- [YOUR OBJECTIVE]:
For the records below, print the lines from the line with "Target: patterned abdomen" through the line with "Find the spider's hind" exactly as written; include both end lines and exclude the rest.

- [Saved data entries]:

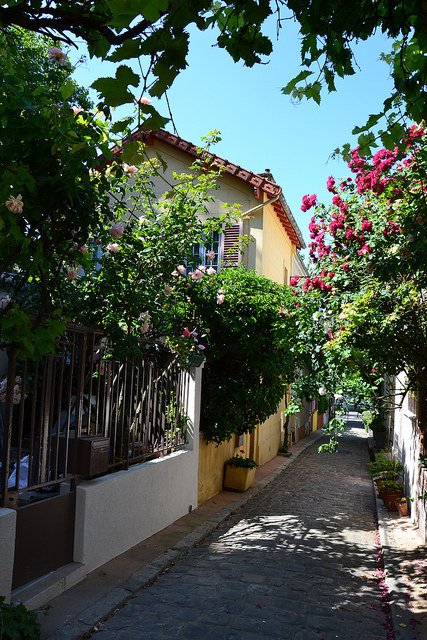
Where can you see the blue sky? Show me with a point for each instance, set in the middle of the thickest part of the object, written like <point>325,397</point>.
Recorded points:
<point>260,127</point>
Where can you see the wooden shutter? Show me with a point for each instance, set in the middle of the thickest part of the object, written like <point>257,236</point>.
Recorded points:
<point>230,254</point>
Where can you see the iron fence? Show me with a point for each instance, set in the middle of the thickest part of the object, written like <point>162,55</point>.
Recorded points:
<point>48,406</point>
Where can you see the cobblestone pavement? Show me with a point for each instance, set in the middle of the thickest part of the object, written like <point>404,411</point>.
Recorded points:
<point>298,562</point>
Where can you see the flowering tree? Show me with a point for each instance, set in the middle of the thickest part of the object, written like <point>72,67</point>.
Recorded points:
<point>50,193</point>
<point>83,236</point>
<point>369,266</point>
<point>136,283</point>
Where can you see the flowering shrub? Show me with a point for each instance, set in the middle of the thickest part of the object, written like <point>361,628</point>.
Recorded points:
<point>363,306</point>
<point>50,191</point>
<point>247,367</point>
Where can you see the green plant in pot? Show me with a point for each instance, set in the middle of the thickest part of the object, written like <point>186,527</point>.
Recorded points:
<point>239,473</point>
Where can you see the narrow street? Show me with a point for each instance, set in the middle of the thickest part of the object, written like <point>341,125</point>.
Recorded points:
<point>298,562</point>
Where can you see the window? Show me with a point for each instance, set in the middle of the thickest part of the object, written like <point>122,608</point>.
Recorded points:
<point>223,245</point>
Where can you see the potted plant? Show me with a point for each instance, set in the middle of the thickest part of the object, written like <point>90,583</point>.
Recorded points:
<point>239,473</point>
<point>402,506</point>
<point>391,492</point>
<point>386,472</point>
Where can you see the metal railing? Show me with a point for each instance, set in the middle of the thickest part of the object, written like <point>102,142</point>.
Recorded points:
<point>48,405</point>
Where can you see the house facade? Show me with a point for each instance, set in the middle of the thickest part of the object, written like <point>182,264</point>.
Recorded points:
<point>273,252</point>
<point>406,441</point>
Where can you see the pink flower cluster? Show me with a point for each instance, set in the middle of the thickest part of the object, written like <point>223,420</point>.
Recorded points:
<point>308,202</point>
<point>316,283</point>
<point>192,335</point>
<point>392,227</point>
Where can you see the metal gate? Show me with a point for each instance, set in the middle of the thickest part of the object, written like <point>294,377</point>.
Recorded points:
<point>52,408</point>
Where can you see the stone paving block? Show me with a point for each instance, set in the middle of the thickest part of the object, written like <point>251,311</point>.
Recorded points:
<point>288,565</point>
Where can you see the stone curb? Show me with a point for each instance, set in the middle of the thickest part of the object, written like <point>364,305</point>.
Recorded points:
<point>400,615</point>
<point>112,601</point>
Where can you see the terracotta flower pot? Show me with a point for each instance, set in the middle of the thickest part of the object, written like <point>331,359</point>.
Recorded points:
<point>402,508</point>
<point>391,498</point>
<point>238,478</point>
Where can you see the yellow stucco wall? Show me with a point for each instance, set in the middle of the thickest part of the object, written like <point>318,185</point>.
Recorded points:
<point>277,249</point>
<point>314,423</point>
<point>270,254</point>
<point>269,436</point>
<point>229,190</point>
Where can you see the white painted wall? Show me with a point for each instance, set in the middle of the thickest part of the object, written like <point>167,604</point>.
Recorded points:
<point>406,447</point>
<point>7,550</point>
<point>116,512</point>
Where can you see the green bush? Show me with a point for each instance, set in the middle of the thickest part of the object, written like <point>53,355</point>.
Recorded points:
<point>17,623</point>
<point>247,368</point>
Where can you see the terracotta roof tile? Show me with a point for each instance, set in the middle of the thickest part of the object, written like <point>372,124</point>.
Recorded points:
<point>258,181</point>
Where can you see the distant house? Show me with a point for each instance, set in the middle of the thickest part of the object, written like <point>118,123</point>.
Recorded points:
<point>273,253</point>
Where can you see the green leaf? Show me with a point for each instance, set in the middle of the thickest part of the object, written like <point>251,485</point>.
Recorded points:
<point>292,84</point>
<point>114,90</point>
<point>131,153</point>
<point>67,89</point>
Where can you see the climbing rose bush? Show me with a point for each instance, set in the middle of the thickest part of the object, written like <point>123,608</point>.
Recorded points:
<point>365,293</point>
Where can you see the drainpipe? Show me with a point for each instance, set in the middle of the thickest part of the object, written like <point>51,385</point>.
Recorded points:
<point>263,204</point>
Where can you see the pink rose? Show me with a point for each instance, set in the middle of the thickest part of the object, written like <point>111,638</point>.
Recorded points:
<point>131,170</point>
<point>117,230</point>
<point>15,205</point>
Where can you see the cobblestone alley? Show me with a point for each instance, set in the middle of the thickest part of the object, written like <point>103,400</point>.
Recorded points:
<point>298,562</point>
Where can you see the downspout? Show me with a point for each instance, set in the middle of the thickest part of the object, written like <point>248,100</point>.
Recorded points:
<point>261,205</point>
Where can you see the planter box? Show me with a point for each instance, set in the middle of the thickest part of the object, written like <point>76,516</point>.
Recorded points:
<point>238,478</point>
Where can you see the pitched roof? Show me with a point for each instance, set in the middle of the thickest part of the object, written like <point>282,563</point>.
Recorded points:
<point>262,182</point>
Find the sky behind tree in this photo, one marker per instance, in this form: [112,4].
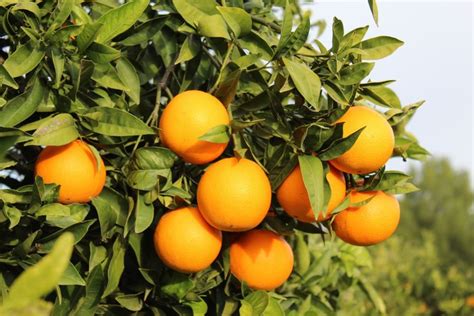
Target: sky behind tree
[435,64]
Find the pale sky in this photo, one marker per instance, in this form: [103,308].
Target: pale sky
[435,64]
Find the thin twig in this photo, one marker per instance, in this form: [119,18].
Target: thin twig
[272,25]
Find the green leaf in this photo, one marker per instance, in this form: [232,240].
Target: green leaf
[128,75]
[213,26]
[374,10]
[381,95]
[94,289]
[286,27]
[395,182]
[204,16]
[23,106]
[144,32]
[88,35]
[354,74]
[302,255]
[107,76]
[189,49]
[238,20]
[58,62]
[342,206]
[340,146]
[71,277]
[132,302]
[176,285]
[13,214]
[313,178]
[61,13]
[337,34]
[273,308]
[111,209]
[379,47]
[78,230]
[353,38]
[114,122]
[148,165]
[32,283]
[63,215]
[199,307]
[24,59]
[55,131]
[254,304]
[219,134]
[256,45]
[306,81]
[101,53]
[116,266]
[6,78]
[118,20]
[227,87]
[335,92]
[368,288]
[144,214]
[296,40]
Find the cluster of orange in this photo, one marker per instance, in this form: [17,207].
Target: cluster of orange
[234,195]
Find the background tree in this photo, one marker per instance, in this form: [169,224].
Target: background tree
[102,72]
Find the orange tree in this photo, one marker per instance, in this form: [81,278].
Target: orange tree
[204,108]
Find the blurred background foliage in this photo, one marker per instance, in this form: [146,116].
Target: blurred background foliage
[425,268]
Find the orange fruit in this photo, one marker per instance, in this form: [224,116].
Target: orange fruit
[188,116]
[374,146]
[234,194]
[368,224]
[74,167]
[185,242]
[262,259]
[293,197]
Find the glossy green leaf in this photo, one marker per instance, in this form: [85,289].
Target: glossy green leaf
[144,214]
[306,81]
[254,304]
[101,53]
[355,73]
[219,134]
[114,122]
[381,95]
[120,19]
[24,59]
[189,50]
[55,131]
[23,106]
[115,266]
[128,75]
[148,166]
[313,178]
[379,47]
[238,20]
[374,10]
[71,277]
[340,146]
[53,265]
[7,79]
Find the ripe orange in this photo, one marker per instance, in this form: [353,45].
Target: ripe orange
[188,116]
[234,194]
[374,146]
[185,242]
[371,223]
[293,197]
[262,259]
[74,167]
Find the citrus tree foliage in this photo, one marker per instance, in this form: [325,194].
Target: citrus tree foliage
[104,70]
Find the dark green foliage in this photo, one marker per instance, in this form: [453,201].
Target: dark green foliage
[103,71]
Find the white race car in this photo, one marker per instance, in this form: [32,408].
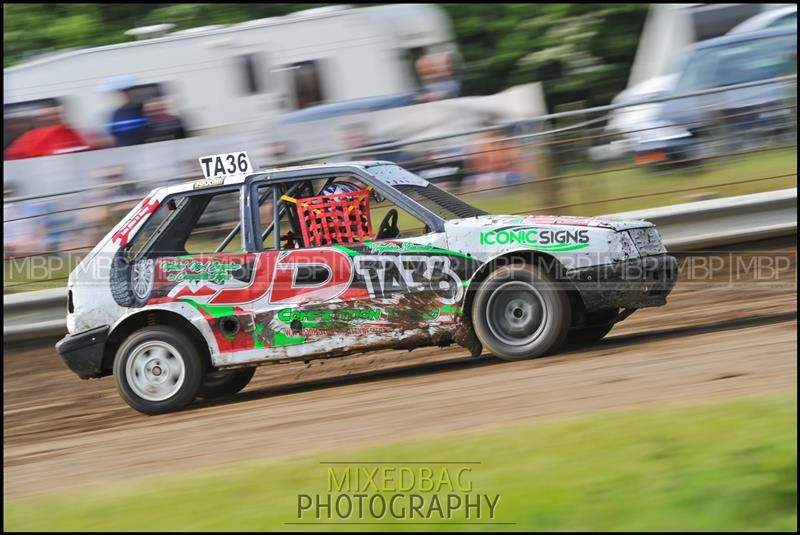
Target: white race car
[178,303]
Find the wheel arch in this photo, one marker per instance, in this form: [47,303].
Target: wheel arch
[548,262]
[150,317]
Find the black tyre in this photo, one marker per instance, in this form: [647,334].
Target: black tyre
[131,282]
[225,382]
[158,369]
[520,313]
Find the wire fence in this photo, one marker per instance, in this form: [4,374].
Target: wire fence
[588,161]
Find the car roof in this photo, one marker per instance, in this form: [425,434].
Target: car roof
[742,37]
[193,185]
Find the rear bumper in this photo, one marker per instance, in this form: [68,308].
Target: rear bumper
[83,352]
[635,283]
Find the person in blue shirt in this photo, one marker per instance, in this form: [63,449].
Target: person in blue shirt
[129,125]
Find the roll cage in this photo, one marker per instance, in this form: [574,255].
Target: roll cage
[295,182]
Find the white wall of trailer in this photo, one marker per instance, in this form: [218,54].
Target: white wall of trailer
[359,54]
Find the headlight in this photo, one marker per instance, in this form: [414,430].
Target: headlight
[622,247]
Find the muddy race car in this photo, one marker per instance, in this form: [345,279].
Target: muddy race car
[204,281]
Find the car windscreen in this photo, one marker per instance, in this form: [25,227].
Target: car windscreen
[737,63]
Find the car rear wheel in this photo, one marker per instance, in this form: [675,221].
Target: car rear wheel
[158,369]
[221,383]
[520,313]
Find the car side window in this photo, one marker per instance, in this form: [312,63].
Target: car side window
[337,210]
[191,225]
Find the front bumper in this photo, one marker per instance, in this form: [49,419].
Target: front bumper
[635,283]
[83,352]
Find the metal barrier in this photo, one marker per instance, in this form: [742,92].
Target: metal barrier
[683,227]
[542,164]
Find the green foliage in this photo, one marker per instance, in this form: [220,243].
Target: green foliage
[579,51]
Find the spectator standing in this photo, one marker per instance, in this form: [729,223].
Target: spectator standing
[128,125]
[436,73]
[161,124]
[51,136]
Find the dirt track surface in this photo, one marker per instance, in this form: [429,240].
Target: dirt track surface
[712,341]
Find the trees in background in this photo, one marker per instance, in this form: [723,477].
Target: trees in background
[580,52]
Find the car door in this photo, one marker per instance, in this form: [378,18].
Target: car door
[343,296]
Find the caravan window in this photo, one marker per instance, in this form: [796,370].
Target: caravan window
[250,78]
[307,84]
[147,92]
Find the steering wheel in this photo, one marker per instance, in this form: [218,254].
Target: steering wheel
[388,228]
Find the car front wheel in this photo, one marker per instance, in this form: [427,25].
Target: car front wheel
[520,313]
[158,369]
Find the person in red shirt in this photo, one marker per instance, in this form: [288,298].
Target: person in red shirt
[52,137]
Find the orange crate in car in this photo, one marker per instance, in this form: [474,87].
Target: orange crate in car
[335,218]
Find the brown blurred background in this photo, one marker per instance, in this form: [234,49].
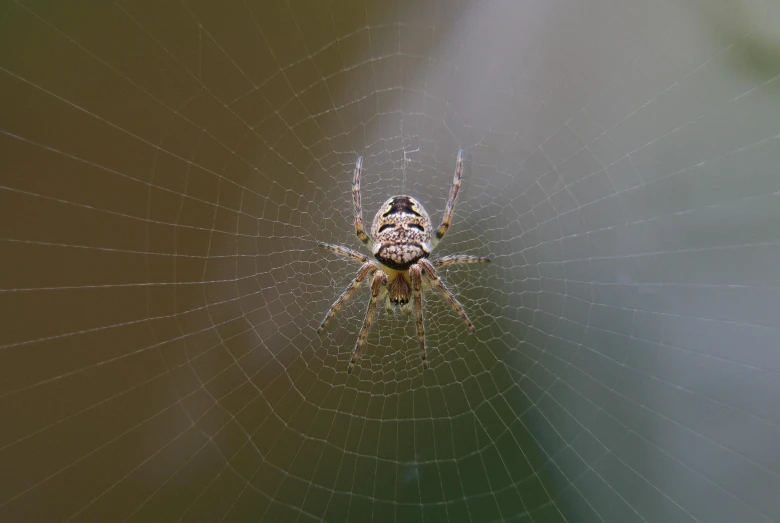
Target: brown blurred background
[169,166]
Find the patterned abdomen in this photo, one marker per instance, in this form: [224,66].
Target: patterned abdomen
[401,232]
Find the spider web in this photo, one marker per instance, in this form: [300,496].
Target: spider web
[168,168]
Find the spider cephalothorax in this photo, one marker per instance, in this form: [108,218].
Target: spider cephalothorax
[401,241]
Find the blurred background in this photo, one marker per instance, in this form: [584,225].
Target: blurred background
[168,168]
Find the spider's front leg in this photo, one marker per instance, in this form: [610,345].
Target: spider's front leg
[446,220]
[376,286]
[359,230]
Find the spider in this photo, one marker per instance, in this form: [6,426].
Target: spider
[401,241]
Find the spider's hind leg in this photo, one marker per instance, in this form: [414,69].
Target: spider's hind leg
[376,286]
[364,271]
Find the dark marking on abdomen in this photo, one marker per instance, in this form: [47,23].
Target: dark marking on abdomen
[401,204]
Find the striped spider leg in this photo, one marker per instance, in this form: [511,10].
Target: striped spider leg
[401,241]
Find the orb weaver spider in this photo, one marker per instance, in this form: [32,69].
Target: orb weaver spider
[401,241]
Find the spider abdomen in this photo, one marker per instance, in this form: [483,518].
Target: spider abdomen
[401,232]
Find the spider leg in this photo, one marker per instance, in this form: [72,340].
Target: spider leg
[436,282]
[359,230]
[459,258]
[364,271]
[343,251]
[376,286]
[447,218]
[415,274]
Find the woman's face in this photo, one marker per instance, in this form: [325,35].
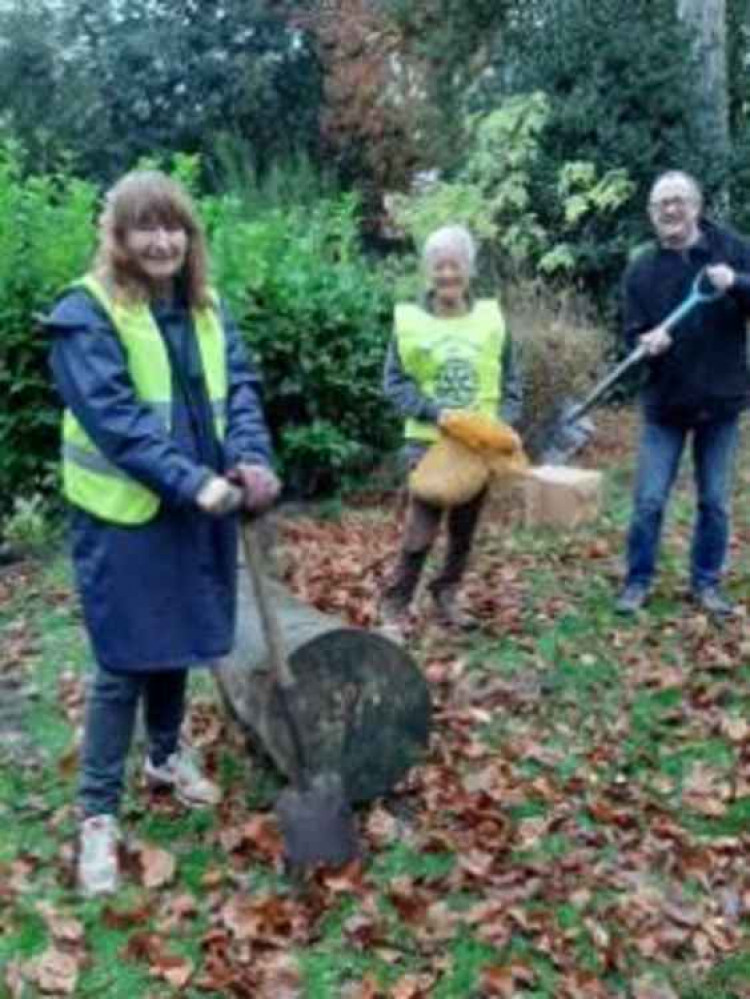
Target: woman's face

- [REPLY TO THE EXERCISE]:
Target: patterned abdomen
[401,232]
Find the spider web in this photo, one marker per instance, in this form: [300,496].
Target: spider web
[168,168]
Find the spider cephalothorax in this photo, one marker per instance, in this form: [108,218].
Target: spider cephalothorax
[401,241]
Find the blurred background in this photo, one marker per instance, in this form: [584,225].
Target: blurred background
[168,168]
Find the spider's front leg in this photo, one marker per instance, in this form: [610,345].
Target: spider's front leg
[446,220]
[376,286]
[359,230]
Find the spider in this photo, one marker per instance, in this form: [6,426].
Target: spider
[401,241]
Find the spider's hind leg in this photo, one marker per instance, in this form: [414,69].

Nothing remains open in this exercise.